[start of Dataset content]

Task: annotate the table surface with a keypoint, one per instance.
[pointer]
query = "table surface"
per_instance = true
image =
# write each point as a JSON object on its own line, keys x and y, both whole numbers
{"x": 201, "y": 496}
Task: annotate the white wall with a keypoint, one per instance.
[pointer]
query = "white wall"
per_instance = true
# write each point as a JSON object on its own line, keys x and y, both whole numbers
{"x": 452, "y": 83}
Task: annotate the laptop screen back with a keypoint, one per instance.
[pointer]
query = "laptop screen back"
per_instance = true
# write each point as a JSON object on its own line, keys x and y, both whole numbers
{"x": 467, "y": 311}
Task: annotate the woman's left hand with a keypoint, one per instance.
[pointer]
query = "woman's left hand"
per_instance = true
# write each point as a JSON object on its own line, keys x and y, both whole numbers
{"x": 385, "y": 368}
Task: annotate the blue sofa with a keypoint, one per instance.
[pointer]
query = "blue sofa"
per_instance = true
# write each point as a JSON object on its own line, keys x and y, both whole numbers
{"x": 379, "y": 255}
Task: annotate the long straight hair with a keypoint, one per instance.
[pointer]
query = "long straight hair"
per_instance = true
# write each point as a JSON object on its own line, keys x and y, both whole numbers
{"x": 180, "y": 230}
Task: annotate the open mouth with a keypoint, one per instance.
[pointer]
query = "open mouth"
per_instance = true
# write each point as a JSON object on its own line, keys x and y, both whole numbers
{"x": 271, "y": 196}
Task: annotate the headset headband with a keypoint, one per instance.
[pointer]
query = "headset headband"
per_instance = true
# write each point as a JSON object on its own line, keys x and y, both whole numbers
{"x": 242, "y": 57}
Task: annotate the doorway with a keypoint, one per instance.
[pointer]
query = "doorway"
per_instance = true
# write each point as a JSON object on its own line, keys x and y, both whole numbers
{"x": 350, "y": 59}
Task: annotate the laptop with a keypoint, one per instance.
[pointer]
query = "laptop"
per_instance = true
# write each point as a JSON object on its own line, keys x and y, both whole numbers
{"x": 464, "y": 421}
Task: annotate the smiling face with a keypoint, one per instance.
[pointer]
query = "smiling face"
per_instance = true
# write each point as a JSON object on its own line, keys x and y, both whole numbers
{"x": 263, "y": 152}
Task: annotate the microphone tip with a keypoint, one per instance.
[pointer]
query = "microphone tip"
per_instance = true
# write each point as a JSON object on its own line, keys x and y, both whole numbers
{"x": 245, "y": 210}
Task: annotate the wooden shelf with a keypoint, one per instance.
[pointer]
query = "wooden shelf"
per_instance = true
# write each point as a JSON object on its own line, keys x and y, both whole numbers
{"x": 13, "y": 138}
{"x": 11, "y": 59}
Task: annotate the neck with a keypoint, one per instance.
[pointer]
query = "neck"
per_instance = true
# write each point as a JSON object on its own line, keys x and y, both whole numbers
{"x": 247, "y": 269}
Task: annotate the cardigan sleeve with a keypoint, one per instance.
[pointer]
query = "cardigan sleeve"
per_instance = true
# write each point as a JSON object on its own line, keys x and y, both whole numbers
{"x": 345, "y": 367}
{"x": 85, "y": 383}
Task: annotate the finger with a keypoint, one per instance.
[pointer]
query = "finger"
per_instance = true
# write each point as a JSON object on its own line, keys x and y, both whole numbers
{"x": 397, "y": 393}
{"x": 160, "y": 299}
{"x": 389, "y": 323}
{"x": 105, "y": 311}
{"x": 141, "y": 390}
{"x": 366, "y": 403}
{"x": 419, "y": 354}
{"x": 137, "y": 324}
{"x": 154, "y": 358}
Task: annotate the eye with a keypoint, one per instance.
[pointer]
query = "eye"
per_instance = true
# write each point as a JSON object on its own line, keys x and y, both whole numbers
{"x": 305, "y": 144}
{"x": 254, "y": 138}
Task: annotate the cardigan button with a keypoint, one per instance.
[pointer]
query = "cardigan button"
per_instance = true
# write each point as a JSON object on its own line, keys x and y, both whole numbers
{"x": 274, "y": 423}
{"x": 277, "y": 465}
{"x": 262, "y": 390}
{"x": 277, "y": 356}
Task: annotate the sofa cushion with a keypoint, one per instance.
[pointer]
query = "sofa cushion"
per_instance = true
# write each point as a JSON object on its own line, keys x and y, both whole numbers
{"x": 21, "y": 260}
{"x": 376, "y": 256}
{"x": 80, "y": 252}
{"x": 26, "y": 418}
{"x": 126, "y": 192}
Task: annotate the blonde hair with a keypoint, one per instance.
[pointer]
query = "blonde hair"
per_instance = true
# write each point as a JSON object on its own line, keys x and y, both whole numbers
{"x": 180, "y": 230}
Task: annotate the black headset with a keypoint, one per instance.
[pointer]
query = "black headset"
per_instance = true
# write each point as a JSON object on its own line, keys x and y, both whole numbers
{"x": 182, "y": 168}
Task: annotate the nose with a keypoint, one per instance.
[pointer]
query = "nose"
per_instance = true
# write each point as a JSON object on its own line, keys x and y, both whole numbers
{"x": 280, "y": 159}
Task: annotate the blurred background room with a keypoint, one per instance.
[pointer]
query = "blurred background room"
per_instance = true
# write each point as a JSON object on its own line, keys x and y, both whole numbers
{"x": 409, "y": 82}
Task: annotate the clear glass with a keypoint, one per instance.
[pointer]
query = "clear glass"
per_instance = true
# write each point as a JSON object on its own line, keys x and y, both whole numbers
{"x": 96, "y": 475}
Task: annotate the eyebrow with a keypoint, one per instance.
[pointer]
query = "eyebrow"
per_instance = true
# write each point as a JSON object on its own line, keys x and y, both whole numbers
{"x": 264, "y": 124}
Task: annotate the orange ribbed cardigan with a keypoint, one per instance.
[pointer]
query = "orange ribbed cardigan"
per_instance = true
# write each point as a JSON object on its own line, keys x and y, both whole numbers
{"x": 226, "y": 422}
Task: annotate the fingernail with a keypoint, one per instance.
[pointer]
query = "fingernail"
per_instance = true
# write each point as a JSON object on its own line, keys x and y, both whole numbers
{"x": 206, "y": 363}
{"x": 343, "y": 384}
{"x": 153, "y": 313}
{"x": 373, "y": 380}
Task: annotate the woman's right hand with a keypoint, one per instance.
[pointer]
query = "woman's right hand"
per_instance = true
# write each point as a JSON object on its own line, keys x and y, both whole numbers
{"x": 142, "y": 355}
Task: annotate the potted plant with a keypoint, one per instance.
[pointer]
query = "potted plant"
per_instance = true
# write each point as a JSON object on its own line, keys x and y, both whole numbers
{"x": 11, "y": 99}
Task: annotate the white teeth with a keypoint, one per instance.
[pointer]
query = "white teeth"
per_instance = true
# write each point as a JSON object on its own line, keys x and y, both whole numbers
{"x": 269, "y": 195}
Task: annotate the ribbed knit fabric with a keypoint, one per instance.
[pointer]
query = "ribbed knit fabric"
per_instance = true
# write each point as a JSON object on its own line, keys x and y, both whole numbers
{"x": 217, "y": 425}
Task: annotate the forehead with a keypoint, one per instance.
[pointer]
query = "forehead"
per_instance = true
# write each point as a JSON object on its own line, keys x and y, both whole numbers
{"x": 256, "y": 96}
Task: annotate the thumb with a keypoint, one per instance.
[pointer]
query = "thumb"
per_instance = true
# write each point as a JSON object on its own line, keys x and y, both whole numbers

[end of Dataset content]

Copy down the whole of the data above, matching it exactly.

## [Solution to the problem]
Task: annotate the table surface with a keypoint, one per instance.
[pointer]
query = "table surface"
per_instance = true
image =
# write each point as a JSON object on its own line, keys x and y, both whole numbers
{"x": 201, "y": 496}
Task: annotate the white wall with a keypoint, one per instance.
[pointer]
query = "white wall"
per_instance = true
# write each point as a JSON object on its own line, keys x and y, both whole numbers
{"x": 452, "y": 83}
Task: annotate the laptop screen back with a keypoint, one per instance.
[pointer]
query = "laptop screen back"
per_instance = true
# write each point as a JSON object on its own line, keys x and y, both whole numbers
{"x": 467, "y": 311}
Task: annotate the woman's left hand with a keypoint, one per instance.
[pointer]
query = "woman's left hand"
per_instance = true
# write each point as a JSON object on its own line, keys x and y, both whole numbers
{"x": 385, "y": 368}
Task: annotate the blue sofa with a keypoint, one per instance.
[pointer]
query = "blue sofa"
per_instance = true
# write each point as a JSON object on its own line, keys x and y, both whole numbers
{"x": 379, "y": 255}
Task: annotate the long straight hair with a keypoint, one per instance.
[pointer]
query = "long straight hair"
per_instance = true
# write each point as a JSON object on its own line, keys x and y, both whole numbers
{"x": 180, "y": 230}
Task: annotate the open mouth with a keypoint, one per instance.
[pointer]
query = "open mouth"
per_instance = true
# write each point as a JSON object on its own line, keys x and y, both whole numbers
{"x": 271, "y": 196}
Task: annotate the headset headband with a keypoint, one per instance.
[pointer]
query = "headset headband"
per_instance = true
# write each point as a JSON object on its own line, keys x and y, both whole numbers
{"x": 242, "y": 57}
Task: annotate the doorway with a keypoint, one per instance.
[pointer]
query = "doorway"
per_instance = true
# write each point as a JSON object on its own line, keys x and y, both whole numbers
{"x": 350, "y": 59}
Task: annotate the laptop with a keypoint, one per instance.
[pointer]
query = "laptop"
per_instance = true
# write each point as a JSON object on its own line, keys x and y, both whole numbers
{"x": 464, "y": 421}
Task: annotate the smiling face with a keypoint, one per instance.
[pointer]
query = "smiling face"
per_instance = true
# write each point as a JSON object on its own line, keys x and y, both whole numbers
{"x": 263, "y": 152}
Task: annotate the microphone tip with a keypoint, one per instance.
[pointer]
query = "microphone tip"
per_instance = true
# write each point as a JSON object on its own line, keys x and y, both whole numbers
{"x": 245, "y": 210}
Task: annotate the wooden shelf with a keypoint, one per instance.
[pointer]
query = "wooden shelf"
per_instance = true
# write each point as a JSON object on its own line, keys x and y, both whole numbers
{"x": 13, "y": 138}
{"x": 11, "y": 59}
Task: annotate the neck with a keypoint, one per instance.
[pointer]
query = "neck"
per_instance = true
# write each point as a JSON object on its own line, keys x and y, both whole numbers
{"x": 247, "y": 269}
Task: annotate the cardigan sleeve with a keypoint, one per instance.
[pointer]
query = "cardigan sleeve"
per_instance = true
# write each point as a JSON object on its own line, keys x and y, both whole numbers
{"x": 345, "y": 367}
{"x": 85, "y": 383}
Task: annotate the finger with a keypoint, one per instance.
[pointer]
query = "finger"
per_instance = true
# write each point as a JSON object on its own line, keys x and y, both whole numbers
{"x": 397, "y": 393}
{"x": 160, "y": 299}
{"x": 389, "y": 323}
{"x": 105, "y": 311}
{"x": 141, "y": 390}
{"x": 366, "y": 403}
{"x": 419, "y": 354}
{"x": 137, "y": 324}
{"x": 154, "y": 358}
Task: annotate the eye with a keypoint, one per instance.
[pointer]
query = "eye"
per_instance = true
# write each point as a JSON object on its own line, keys x and y, both whole numbers
{"x": 305, "y": 144}
{"x": 254, "y": 138}
Task: annotate the cardigan button with a keypoint, one per instance.
[pointer]
query = "cardigan button"
per_instance = true
# write each point as a JSON object on its own line, keys x and y, both whole numbers
{"x": 274, "y": 423}
{"x": 277, "y": 465}
{"x": 262, "y": 390}
{"x": 277, "y": 356}
Task: annotate the sofa cushion with a keypoint, one per instance.
[pointer]
query = "sofa cushion"
per_instance = true
# write each point as a JSON object on its own line, keys x and y, both whole numbers
{"x": 21, "y": 260}
{"x": 376, "y": 256}
{"x": 80, "y": 252}
{"x": 26, "y": 418}
{"x": 126, "y": 192}
Task: annotate the blonde hair with a keypoint, one per instance.
[pointer]
query = "blonde hair"
per_instance = true
# write each point as a JSON object on its own line, keys x and y, both whole numbers
{"x": 180, "y": 230}
Task: annotate the black headset with a keypoint, one per instance.
[pointer]
query = "black headset"
per_instance = true
# write each point as a JSON object on its own line, keys x and y, both whole numbers
{"x": 182, "y": 168}
Task: annotate the nose with a keypoint, one per instance.
[pointer]
query = "nose"
per_instance = true
# write each point as a JSON object on its own line, keys x and y, both whole numbers
{"x": 280, "y": 159}
Task: annotate the blurred background room with a keypoint, one per instance.
[pointer]
query = "blurred background room"
per_instance = true
# write each point as a JSON object on its own line, keys x and y, both whole numbers
{"x": 409, "y": 82}
Task: annotate the clear glass with a keypoint, one per instance.
[pointer]
query = "clear glass"
per_instance = true
# write each point as a JSON object on its own line, keys x and y, both whole numbers
{"x": 96, "y": 475}
Task: annotate the eyebrow with a keypoint, one per instance.
[pointer]
query = "eyebrow"
per_instance = true
# write each point as a JSON object on its own line, keys x and y, both whole numbers
{"x": 264, "y": 124}
Task: annotate the orange ribbed cardigan with a keypoint, one per instance.
[pointer]
query = "orange ribbed cardigan"
per_instance = true
# write each point as a JSON object on its own line, keys x and y, both whole numbers
{"x": 226, "y": 422}
Task: annotate the fingernail with a keypoint, one per instance.
[pointer]
query = "fingernail"
per_instance = true
# write each point as a JSON object on its own line, keys x and y, both whole numbers
{"x": 206, "y": 363}
{"x": 343, "y": 384}
{"x": 153, "y": 313}
{"x": 373, "y": 380}
Task: annotate the woman's right hand with a keypoint, one per instance.
[pointer]
query = "woman's right hand"
per_instance = true
# write each point as a JSON object on its own line, keys x and y, both whole numbers
{"x": 142, "y": 355}
Task: annotate the potted plant with a keypoint, one per instance.
[pointer]
query = "potted plant"
per_instance = true
# write each point as a JSON object on its own line, keys x and y, both whole numbers
{"x": 11, "y": 99}
Task: annotate the white teeth with a keypoint, one per instance.
[pointer]
query = "white teeth"
per_instance = true
# write each point as a JSON object on its own line, keys x and y, both whole numbers
{"x": 269, "y": 195}
Task: annotate the ribbed knit fabric with a keypoint, one per instance.
[pointer]
query = "ribbed knit fabric"
per_instance = true
# write each point as a JSON object on its own line, keys x and y, both whole numbers
{"x": 217, "y": 425}
Task: annotate the forehead with a keypoint, one per instance.
[pointer]
query = "forehead"
per_instance = true
# write each point as a JSON object on its own line, keys x and y, both whole numbers
{"x": 256, "y": 96}
Task: annotate the thumb with a keypoint, one per instance.
[pointer]
query = "thumb"
per_instance = true
# write each point as a JSON object on its own line, keys x and y, both whole numbers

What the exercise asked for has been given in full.